Start
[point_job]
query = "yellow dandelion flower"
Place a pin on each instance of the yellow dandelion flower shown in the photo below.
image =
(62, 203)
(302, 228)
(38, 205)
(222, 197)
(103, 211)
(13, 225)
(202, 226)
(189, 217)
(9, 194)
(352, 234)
End
BRIEF » Format the entries above as a CSV with two columns, text and answer, and one row per entry. Put each field in double quotes and replace line breaks with spaces.

ANSWER IN FULL »
text,answer
"[point_job] query = ""yellow dandelion flower"" Place a pin on each instance of the yellow dandelion flower shown in the photo below. image =","(62, 203) (302, 228) (38, 205) (222, 197) (103, 211) (13, 225) (202, 226) (189, 217) (9, 194) (352, 234)"